** Start of Dataset extract **

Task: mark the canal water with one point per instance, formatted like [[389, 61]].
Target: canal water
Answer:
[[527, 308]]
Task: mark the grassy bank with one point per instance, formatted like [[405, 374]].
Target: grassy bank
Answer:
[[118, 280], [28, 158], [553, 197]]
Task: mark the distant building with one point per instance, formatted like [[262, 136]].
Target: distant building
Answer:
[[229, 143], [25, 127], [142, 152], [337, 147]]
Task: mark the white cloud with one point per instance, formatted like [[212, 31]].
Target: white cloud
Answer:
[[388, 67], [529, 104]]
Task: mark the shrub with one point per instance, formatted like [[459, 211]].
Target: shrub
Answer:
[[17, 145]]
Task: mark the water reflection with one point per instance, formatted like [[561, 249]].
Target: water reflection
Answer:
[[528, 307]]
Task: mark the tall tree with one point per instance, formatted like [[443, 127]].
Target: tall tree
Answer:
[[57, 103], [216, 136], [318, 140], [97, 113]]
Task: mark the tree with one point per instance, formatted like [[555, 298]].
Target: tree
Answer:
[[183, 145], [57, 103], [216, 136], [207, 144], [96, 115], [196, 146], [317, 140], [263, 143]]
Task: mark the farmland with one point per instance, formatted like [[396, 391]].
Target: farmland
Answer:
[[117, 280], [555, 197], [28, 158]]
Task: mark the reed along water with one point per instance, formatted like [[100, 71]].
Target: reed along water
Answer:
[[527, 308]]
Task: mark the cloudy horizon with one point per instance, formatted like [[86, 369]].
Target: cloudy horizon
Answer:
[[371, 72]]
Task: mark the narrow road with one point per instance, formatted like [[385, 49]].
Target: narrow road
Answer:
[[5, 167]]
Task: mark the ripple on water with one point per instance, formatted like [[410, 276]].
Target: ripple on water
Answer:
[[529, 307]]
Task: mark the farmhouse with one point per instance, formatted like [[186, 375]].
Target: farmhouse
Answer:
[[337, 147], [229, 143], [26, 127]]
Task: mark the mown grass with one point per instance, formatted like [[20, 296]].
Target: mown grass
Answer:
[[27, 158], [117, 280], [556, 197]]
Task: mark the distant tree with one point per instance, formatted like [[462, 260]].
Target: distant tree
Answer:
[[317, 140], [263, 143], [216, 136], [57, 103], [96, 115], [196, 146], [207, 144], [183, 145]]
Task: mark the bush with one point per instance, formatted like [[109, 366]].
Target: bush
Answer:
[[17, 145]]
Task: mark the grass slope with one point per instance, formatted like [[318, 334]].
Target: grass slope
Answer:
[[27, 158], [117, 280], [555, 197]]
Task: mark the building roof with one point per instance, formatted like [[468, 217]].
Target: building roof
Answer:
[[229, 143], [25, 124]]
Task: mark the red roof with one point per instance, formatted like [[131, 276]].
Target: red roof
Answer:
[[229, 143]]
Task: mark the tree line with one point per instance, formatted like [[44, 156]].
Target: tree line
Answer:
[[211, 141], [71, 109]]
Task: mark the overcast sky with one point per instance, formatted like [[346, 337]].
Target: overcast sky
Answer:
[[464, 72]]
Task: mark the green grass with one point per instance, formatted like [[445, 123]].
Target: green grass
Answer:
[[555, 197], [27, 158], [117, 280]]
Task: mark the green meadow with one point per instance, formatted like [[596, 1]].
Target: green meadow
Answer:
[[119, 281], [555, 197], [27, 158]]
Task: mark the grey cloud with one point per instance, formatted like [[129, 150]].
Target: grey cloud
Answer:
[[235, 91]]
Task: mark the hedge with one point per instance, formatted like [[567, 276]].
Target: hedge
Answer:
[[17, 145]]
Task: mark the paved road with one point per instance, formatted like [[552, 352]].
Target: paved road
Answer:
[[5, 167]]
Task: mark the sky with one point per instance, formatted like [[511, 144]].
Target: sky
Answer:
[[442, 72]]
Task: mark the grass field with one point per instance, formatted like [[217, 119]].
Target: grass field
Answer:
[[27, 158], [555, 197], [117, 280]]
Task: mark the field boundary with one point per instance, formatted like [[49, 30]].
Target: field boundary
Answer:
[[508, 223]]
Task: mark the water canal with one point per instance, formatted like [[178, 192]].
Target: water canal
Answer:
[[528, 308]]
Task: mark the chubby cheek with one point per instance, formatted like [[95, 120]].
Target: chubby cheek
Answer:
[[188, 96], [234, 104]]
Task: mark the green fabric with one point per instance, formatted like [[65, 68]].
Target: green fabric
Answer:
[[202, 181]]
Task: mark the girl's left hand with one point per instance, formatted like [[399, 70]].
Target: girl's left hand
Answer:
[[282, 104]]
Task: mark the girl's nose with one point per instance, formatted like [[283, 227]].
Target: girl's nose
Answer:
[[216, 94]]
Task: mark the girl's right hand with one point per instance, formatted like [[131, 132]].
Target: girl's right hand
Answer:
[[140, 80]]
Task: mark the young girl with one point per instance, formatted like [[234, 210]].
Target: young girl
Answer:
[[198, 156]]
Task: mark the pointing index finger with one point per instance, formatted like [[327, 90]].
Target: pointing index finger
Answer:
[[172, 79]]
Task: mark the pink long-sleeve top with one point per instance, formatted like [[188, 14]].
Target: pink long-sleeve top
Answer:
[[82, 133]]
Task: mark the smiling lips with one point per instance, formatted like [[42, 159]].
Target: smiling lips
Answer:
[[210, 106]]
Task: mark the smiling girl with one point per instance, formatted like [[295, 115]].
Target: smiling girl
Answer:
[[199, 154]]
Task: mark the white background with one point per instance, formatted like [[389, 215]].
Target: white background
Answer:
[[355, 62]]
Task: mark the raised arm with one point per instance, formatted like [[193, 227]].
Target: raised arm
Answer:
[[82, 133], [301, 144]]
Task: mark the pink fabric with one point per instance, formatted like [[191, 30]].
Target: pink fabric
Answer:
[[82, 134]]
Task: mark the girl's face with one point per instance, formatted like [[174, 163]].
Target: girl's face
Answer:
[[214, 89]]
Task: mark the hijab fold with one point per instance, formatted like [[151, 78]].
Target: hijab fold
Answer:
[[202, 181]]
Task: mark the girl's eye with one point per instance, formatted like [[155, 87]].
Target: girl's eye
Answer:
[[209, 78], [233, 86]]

** End of Dataset extract **

# [Given exercise]
Rewrite as a numbered list the part of the records above that opens with the line containing "Task: mark the girl's left" and closes with the line containing "[[216, 94]]", leaving out any blank lines.

# [Output below]
1. Task: mark the girl's left hand with one point per instance, formatted like [[399, 70]].
2. Target: girl's left hand
3. Answer:
4. [[282, 104]]
5. Task: mark the girl's nose with one point per instance, formatted like [[283, 227]].
6. Target: girl's nose
7. Answer:
8. [[216, 94]]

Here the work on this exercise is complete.